WHAT TO PRODUCE: For the data below, report how many lines include the word "bird", and write nothing else.

INFORMATION PROVIDED:
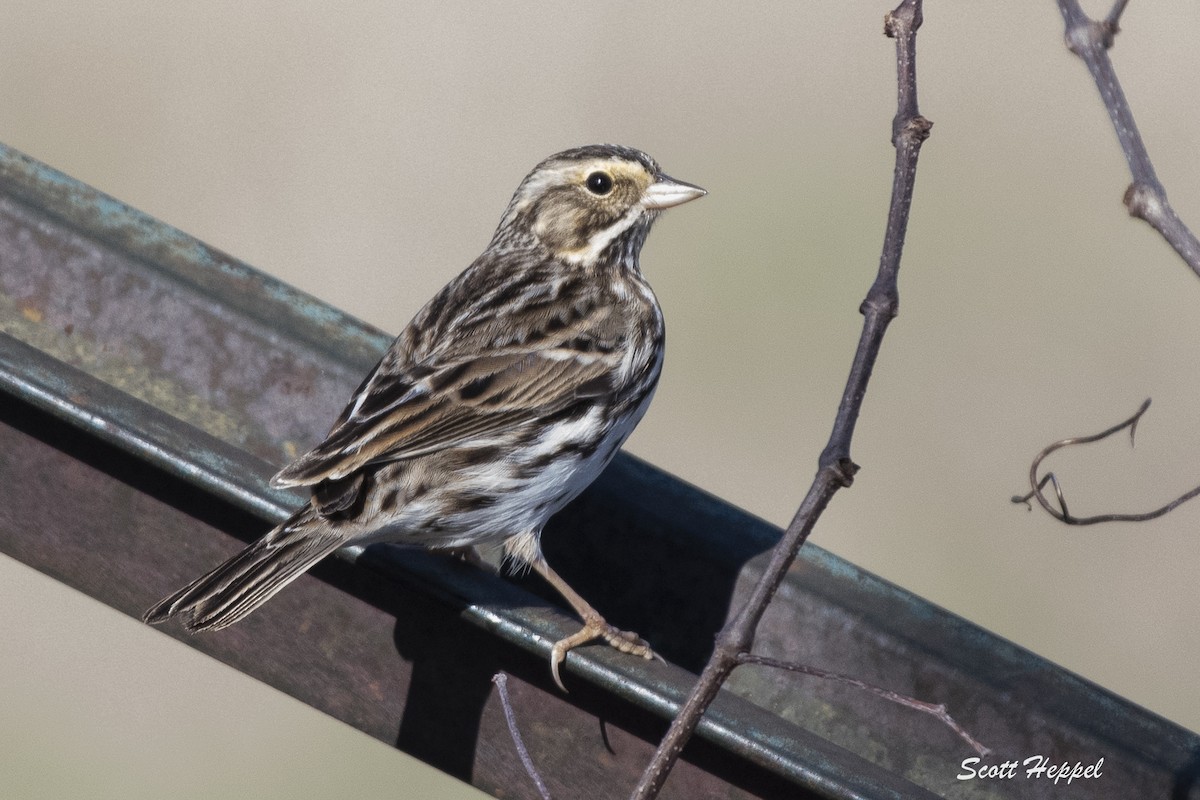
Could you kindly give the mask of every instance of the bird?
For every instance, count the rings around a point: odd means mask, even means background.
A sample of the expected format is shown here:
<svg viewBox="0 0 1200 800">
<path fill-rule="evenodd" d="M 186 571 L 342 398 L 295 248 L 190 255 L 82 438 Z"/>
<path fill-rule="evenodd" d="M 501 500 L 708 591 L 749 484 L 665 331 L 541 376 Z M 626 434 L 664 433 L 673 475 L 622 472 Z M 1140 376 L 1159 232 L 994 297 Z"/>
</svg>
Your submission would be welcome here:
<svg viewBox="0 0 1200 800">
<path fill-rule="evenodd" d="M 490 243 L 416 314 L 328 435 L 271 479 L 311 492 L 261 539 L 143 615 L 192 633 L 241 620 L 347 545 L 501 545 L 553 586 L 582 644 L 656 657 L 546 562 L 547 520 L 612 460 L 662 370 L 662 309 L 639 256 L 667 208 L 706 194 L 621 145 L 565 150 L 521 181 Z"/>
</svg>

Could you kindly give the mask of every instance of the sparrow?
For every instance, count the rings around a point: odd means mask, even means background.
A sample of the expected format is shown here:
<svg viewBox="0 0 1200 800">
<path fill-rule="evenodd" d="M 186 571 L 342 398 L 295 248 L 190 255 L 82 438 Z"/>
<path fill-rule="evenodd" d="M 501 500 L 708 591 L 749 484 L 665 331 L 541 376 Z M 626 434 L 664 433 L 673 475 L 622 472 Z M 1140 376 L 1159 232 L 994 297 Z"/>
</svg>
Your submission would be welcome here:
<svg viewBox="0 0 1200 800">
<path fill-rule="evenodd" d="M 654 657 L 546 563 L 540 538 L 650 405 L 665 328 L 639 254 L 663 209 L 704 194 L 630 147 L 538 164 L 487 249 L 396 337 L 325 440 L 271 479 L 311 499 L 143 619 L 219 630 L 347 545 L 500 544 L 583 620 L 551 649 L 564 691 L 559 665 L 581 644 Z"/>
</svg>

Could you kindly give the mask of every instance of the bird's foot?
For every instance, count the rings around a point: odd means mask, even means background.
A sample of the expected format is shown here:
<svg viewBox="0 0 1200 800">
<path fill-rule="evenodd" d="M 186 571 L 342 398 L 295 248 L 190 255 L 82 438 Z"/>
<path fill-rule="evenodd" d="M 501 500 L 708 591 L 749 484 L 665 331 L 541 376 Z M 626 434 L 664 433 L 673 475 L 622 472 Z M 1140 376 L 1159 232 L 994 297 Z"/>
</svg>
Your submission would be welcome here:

FINISHED TASK: 2